| GIVEN INSTRUCTION |
The lines to extract begin at the one containing "of the gold" and run to the end of the listing; set them down exactly and alone.

| Entries from a pointing dataset |
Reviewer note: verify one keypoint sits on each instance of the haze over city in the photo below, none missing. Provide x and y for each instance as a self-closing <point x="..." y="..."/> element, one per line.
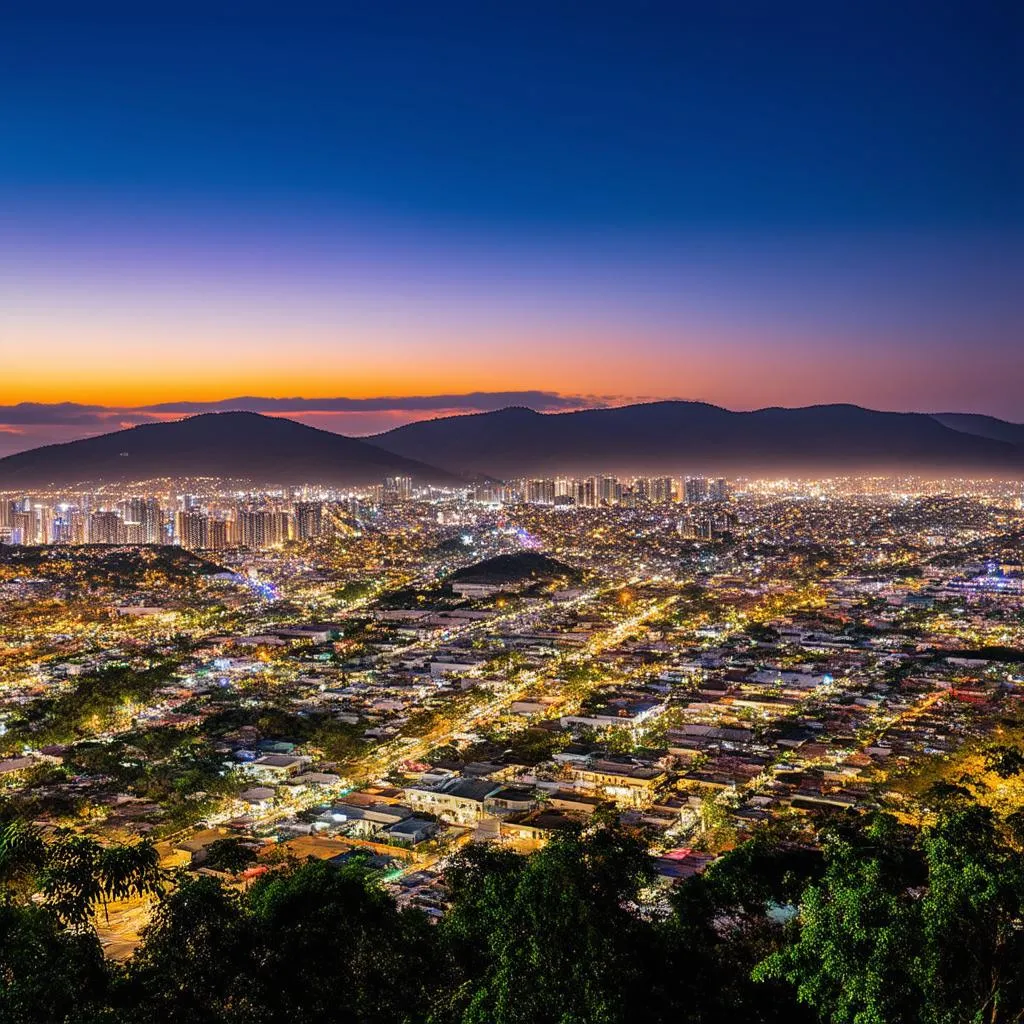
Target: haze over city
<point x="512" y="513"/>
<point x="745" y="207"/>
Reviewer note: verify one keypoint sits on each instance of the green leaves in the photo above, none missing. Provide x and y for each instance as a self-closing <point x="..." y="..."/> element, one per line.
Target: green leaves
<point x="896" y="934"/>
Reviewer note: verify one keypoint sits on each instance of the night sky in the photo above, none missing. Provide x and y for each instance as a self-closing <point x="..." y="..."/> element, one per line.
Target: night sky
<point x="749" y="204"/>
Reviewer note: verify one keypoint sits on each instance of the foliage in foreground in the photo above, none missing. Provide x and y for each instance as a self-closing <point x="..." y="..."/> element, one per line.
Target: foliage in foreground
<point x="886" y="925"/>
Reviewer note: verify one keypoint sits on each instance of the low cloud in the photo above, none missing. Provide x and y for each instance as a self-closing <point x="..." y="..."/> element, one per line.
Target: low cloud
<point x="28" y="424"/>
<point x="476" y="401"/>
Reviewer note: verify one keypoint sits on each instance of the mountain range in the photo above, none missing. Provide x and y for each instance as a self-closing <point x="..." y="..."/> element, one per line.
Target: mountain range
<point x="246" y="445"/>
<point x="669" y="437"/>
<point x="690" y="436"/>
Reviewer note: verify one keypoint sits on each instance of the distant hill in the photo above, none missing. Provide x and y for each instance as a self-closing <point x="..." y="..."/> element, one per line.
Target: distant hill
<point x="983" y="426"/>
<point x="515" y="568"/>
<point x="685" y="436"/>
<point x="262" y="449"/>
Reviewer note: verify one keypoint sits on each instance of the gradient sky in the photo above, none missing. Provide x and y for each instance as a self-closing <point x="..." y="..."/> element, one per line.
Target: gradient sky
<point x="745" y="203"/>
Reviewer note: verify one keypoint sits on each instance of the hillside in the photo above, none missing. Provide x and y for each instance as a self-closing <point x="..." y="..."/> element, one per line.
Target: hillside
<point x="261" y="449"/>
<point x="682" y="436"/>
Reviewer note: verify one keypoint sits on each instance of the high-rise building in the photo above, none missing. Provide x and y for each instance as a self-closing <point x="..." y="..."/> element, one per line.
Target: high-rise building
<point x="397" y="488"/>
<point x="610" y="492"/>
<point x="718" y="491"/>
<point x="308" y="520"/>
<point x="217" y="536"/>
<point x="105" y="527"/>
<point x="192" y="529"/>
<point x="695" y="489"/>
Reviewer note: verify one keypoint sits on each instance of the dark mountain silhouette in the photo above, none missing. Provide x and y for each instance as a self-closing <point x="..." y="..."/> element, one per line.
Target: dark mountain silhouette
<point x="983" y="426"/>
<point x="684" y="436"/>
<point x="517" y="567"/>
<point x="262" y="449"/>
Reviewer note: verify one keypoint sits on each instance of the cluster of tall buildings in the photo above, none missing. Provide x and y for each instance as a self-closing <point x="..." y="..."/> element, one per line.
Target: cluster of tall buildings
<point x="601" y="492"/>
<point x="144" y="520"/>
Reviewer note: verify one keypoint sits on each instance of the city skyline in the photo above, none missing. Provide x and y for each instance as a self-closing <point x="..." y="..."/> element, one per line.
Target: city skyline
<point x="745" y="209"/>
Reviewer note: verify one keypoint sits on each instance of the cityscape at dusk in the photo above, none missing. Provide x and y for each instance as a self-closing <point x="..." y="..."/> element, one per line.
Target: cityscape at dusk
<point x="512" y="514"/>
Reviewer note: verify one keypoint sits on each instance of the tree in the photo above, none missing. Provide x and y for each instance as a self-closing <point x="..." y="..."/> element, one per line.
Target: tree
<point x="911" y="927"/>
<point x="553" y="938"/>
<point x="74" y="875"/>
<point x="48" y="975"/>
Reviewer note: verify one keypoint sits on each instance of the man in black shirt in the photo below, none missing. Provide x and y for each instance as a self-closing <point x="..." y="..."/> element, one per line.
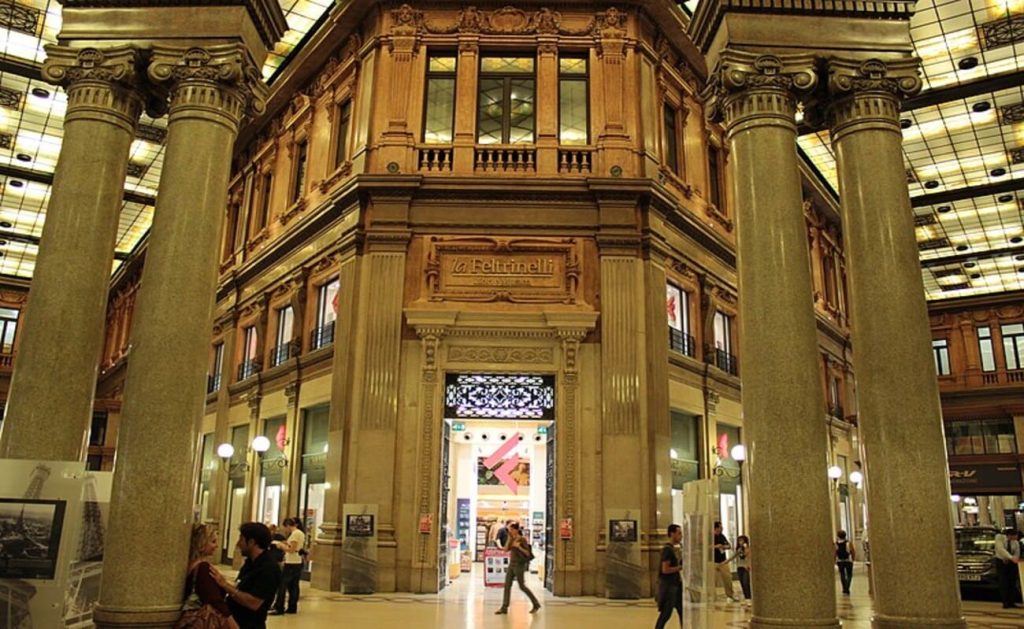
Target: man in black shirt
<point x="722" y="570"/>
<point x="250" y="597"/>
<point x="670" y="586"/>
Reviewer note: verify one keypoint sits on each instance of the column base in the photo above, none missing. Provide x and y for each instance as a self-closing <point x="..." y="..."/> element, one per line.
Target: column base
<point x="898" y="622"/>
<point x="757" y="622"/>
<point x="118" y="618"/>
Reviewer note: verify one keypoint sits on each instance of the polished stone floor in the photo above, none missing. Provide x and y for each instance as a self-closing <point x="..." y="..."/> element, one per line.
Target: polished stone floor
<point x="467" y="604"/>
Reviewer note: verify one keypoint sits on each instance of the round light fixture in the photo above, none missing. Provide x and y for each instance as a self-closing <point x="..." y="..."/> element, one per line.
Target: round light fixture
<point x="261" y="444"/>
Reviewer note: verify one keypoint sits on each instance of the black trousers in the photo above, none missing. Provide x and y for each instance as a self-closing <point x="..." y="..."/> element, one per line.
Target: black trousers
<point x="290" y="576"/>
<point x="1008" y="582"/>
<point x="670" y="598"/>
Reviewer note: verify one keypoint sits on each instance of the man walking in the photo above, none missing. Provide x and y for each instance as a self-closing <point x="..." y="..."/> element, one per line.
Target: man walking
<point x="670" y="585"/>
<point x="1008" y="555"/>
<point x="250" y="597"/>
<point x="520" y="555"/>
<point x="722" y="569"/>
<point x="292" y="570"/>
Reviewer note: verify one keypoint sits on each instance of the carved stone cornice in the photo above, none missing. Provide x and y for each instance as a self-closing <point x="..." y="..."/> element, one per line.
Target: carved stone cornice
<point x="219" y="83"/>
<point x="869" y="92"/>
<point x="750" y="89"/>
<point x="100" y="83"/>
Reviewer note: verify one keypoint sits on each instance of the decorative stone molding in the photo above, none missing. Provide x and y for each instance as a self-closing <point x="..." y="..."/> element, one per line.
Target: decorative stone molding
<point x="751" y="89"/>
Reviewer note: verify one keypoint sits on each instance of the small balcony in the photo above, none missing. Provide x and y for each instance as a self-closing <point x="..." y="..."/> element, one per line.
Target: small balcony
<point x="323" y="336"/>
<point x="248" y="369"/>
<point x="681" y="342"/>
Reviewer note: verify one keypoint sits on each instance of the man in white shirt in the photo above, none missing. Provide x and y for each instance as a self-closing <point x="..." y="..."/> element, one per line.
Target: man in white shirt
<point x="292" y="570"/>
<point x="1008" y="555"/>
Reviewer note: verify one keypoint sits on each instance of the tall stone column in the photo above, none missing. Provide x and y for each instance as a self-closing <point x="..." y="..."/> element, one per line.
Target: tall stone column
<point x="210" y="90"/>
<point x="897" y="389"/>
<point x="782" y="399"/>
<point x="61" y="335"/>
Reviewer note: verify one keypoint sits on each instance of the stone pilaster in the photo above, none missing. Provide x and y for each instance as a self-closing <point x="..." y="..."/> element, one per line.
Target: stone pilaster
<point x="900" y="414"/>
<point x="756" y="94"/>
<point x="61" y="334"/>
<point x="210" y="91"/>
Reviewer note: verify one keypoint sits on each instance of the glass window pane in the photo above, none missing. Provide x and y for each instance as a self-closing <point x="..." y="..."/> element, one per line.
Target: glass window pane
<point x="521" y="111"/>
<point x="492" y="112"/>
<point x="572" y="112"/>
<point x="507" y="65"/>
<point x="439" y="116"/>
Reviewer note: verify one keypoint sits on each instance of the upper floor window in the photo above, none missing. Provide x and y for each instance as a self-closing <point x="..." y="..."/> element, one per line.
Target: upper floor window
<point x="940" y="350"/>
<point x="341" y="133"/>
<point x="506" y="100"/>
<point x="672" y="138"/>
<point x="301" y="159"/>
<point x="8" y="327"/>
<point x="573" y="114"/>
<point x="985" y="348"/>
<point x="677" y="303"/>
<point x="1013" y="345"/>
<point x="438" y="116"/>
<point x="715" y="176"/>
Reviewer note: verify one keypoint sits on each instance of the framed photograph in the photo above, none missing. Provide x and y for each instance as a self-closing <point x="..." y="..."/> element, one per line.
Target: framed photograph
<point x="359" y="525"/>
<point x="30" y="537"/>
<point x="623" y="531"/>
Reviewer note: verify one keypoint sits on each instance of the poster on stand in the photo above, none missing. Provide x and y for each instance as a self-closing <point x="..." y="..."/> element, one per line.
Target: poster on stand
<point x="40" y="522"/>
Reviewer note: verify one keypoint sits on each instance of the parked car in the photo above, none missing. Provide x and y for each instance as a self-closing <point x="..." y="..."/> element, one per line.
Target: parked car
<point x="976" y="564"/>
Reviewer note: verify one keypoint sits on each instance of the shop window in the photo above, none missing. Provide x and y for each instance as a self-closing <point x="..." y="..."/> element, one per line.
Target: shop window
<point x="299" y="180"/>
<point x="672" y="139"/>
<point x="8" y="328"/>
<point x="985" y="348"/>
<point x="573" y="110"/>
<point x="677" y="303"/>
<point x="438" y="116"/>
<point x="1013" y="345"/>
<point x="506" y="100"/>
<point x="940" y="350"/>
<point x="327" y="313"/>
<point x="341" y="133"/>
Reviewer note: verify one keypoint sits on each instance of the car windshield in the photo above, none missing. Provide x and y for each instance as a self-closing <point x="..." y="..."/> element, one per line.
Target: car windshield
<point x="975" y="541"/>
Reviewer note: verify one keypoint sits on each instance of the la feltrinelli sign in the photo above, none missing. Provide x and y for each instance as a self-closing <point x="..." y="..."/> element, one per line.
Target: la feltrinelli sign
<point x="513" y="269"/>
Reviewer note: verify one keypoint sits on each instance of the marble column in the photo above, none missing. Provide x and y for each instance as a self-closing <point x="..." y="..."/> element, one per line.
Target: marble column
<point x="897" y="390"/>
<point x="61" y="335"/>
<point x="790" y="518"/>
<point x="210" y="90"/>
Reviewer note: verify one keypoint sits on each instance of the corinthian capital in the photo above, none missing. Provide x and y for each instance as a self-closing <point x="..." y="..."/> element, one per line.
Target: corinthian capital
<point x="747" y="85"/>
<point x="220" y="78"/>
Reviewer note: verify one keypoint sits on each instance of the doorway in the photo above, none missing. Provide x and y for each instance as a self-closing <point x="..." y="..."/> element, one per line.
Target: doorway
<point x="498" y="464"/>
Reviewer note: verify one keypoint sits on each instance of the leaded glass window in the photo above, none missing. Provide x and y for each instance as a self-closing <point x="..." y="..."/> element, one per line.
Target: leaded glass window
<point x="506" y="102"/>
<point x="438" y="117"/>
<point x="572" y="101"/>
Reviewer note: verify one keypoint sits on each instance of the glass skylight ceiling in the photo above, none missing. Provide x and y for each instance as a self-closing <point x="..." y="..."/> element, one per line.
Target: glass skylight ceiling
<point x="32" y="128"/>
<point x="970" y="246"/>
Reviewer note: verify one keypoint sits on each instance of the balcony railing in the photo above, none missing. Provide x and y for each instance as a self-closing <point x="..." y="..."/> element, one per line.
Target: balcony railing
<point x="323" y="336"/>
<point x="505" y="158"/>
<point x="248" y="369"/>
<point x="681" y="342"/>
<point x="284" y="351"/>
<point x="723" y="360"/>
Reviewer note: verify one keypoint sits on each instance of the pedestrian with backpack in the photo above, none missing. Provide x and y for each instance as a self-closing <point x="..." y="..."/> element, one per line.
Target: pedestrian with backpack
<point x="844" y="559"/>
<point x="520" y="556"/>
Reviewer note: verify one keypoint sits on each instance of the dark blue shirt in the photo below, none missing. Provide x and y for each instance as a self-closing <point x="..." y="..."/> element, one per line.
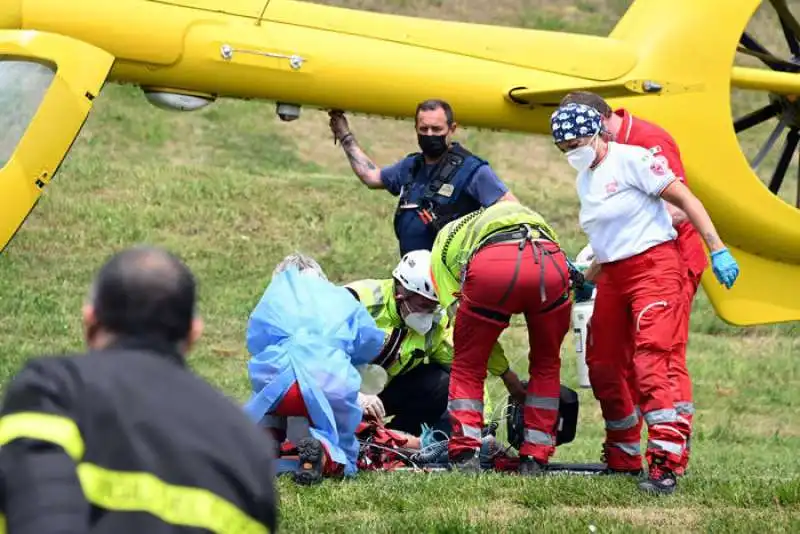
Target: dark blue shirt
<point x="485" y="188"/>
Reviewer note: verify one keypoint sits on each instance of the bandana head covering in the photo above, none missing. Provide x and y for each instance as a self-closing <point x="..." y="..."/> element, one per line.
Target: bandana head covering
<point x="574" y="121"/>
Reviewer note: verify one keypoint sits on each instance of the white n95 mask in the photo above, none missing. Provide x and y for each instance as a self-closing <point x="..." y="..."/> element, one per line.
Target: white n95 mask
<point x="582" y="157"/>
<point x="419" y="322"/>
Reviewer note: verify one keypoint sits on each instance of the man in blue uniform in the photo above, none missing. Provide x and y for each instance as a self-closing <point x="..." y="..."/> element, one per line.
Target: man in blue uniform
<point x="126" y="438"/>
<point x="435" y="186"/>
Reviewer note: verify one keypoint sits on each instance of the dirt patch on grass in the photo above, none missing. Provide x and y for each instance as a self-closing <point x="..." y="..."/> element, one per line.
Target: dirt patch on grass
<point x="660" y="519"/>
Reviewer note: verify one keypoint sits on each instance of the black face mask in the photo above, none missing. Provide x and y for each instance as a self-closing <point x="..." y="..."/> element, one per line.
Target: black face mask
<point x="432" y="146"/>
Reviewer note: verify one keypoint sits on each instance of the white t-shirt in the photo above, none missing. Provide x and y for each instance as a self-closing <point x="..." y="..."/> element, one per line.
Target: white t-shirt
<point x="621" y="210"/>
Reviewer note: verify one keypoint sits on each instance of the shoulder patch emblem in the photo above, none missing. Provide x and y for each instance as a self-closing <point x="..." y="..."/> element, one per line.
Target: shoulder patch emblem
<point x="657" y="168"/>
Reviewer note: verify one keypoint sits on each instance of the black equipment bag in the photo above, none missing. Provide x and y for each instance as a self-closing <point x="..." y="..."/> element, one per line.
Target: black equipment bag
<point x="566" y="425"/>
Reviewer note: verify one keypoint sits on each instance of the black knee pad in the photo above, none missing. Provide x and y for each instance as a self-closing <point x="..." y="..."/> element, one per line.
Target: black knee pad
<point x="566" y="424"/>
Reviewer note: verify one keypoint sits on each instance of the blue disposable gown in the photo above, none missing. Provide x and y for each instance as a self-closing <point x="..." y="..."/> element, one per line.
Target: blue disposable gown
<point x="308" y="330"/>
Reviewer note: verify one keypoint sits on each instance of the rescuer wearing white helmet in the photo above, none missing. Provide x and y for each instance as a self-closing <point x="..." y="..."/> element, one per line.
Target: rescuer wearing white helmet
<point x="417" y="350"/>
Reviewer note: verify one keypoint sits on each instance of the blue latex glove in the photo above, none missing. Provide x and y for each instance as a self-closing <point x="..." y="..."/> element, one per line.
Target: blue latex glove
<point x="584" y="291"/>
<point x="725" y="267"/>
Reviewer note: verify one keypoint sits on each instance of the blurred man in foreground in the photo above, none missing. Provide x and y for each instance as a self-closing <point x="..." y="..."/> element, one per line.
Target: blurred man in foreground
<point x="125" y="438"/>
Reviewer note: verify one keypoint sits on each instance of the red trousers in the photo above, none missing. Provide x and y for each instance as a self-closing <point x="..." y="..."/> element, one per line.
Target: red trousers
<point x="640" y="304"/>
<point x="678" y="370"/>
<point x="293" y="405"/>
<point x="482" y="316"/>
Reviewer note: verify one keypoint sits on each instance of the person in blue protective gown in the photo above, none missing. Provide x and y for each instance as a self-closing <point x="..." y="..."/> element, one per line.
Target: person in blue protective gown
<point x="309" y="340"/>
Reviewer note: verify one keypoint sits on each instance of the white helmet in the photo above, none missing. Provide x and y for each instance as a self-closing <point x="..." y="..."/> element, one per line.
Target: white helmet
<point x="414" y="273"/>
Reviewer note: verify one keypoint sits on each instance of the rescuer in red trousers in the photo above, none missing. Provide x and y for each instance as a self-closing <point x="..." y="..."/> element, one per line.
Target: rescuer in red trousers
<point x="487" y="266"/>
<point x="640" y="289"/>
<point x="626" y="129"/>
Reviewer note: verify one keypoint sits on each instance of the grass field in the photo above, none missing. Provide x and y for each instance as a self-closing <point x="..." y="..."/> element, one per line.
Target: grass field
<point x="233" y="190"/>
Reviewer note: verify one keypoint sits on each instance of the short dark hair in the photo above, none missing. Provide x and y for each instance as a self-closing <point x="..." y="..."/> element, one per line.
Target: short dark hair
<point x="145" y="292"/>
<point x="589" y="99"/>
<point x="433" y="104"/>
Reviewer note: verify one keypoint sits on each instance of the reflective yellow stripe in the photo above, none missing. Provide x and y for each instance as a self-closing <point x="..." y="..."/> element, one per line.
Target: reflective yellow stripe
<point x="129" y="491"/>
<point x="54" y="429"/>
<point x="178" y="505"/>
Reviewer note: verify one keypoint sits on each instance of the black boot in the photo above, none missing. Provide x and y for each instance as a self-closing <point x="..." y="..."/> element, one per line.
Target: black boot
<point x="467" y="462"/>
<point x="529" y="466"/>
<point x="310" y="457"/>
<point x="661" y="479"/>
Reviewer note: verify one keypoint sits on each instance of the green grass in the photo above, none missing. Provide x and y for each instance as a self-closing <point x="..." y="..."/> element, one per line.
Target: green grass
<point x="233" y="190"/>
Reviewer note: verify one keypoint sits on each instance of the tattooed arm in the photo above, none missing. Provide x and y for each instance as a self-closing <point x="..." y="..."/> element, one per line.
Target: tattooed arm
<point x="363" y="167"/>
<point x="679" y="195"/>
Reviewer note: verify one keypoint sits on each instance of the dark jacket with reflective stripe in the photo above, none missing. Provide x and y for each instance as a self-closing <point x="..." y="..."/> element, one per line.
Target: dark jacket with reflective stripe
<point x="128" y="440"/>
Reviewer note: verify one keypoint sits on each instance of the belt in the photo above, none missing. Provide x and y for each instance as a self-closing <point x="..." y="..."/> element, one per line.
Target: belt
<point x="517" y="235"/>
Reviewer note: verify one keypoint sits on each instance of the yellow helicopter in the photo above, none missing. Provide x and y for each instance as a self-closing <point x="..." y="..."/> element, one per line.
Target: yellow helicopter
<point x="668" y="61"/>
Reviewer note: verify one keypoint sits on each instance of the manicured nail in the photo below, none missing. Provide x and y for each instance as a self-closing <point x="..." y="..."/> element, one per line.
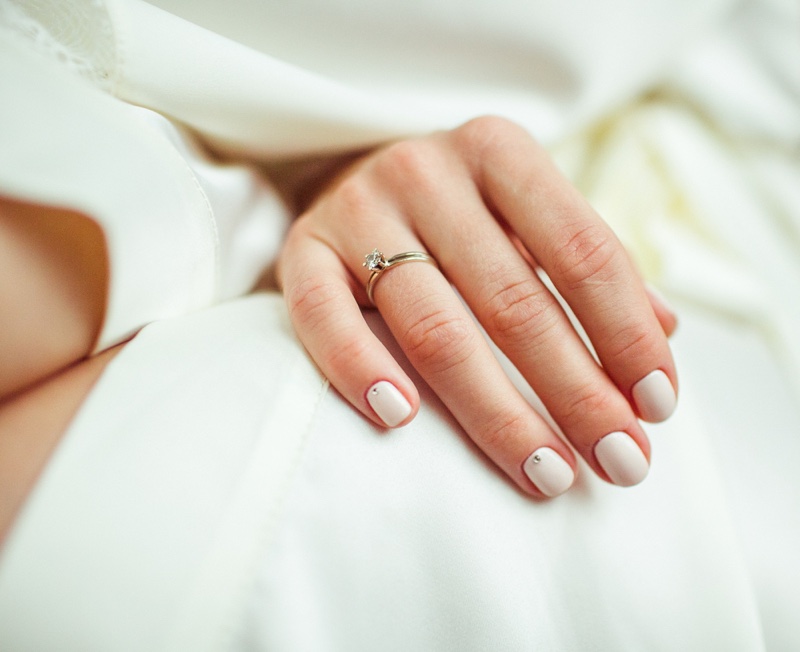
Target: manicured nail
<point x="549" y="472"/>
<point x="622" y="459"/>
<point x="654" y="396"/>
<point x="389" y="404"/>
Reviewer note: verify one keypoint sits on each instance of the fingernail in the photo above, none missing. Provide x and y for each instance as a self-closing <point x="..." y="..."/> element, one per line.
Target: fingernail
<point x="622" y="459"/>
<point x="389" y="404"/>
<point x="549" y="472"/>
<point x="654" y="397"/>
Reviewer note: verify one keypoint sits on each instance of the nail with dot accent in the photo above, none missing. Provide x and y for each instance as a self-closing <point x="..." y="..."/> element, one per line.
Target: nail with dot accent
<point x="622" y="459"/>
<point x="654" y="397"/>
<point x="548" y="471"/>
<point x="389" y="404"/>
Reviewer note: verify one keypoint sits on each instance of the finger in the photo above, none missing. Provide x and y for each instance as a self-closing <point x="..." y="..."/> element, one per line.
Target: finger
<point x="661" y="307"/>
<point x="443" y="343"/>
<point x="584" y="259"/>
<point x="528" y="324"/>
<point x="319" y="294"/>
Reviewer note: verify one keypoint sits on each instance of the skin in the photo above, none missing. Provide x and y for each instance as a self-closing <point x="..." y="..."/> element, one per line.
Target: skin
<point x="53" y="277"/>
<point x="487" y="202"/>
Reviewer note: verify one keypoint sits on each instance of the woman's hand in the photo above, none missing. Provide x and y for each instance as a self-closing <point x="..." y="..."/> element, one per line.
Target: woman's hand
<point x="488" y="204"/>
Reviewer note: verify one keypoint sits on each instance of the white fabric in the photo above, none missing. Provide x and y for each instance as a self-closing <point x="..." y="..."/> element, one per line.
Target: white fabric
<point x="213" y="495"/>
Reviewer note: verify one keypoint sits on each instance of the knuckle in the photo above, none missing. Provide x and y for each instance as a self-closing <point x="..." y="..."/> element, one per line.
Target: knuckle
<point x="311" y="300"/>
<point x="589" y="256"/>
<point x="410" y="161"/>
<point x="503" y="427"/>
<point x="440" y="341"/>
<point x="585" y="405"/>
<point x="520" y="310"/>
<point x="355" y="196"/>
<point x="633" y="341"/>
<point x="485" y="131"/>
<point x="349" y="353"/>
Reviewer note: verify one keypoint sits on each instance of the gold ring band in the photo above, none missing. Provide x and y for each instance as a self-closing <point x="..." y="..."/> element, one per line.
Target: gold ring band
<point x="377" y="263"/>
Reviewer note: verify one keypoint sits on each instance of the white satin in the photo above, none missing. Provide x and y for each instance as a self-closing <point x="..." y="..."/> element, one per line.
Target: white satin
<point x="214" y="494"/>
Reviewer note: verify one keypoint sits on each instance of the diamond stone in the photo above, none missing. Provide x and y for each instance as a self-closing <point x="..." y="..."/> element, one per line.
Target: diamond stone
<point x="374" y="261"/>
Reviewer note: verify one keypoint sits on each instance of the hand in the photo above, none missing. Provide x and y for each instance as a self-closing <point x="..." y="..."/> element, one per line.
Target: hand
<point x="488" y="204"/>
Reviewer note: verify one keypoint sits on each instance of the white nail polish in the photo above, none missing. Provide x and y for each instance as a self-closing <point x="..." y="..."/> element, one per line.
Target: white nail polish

| PROBLEM SOLUTION |
Reviewer note: verify one keypoint sits on each instance of the gold ring band in the photo above, none missing. Provide x and y for each instance as a self-closing <point x="..." y="..."/> element, one per line.
Target: gold ring band
<point x="377" y="263"/>
Reviewer note: verify one keypoint sits on each instance of the white satin in the photo above, none missing. Provide x and y for each instance as a self-closing <point x="..." y="..."/> element, one per line.
Target: white satin
<point x="214" y="494"/>
Reviewer note: verify one keypoint sits on each instance of the diamond stone in the photo above, none missing. Provide x and y for each instance as a self-closing <point x="..." y="..."/> element, one per line.
Target: diamond stone
<point x="374" y="261"/>
Reviewer note: verify one keypoint sits on each instance of the hand in the photo above, none missing. Provide x and y for each instance as a self-closing <point x="..." y="..."/> element, one per line.
Target: hand
<point x="488" y="204"/>
Reviewer note: verify one keypoint sits on each instance of the white nail polish in the photo above, none missing. Provide x and y for each instance as a self-closing <point x="..." y="..."/> element, one per line.
Target: white nail polish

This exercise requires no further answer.